**AIM OF THE TASK**
Find every line in the material below that contains the string "aster", and copy each of those lines. Case counts.

**SUPPLIED RECORDS**
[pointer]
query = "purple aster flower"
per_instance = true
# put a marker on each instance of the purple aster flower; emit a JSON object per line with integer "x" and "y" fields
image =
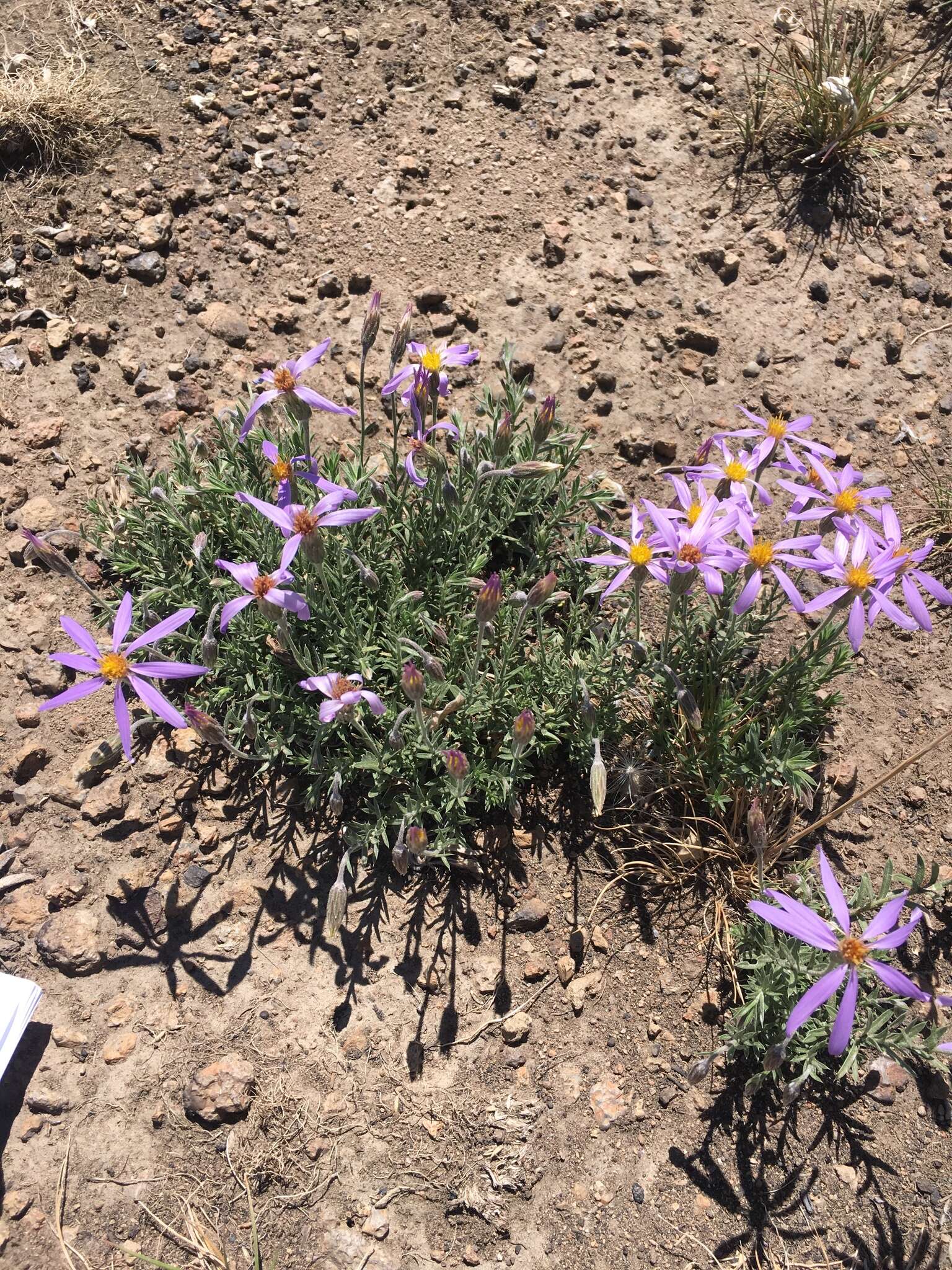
{"x": 909, "y": 573}
{"x": 862, "y": 573}
{"x": 763, "y": 554}
{"x": 266, "y": 588}
{"x": 115, "y": 667}
{"x": 776, "y": 433}
{"x": 301, "y": 525}
{"x": 286, "y": 381}
{"x": 284, "y": 474}
{"x": 738, "y": 470}
{"x": 700, "y": 546}
{"x": 343, "y": 693}
{"x": 848, "y": 951}
{"x": 639, "y": 557}
{"x": 433, "y": 358}
{"x": 838, "y": 494}
{"x": 420, "y": 448}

**EXERCISE RESULT**
query = "purple aster flower"
# put a marker on each instance of the purple aster flower; emit a JSON object per line with integer "x" and "y" fields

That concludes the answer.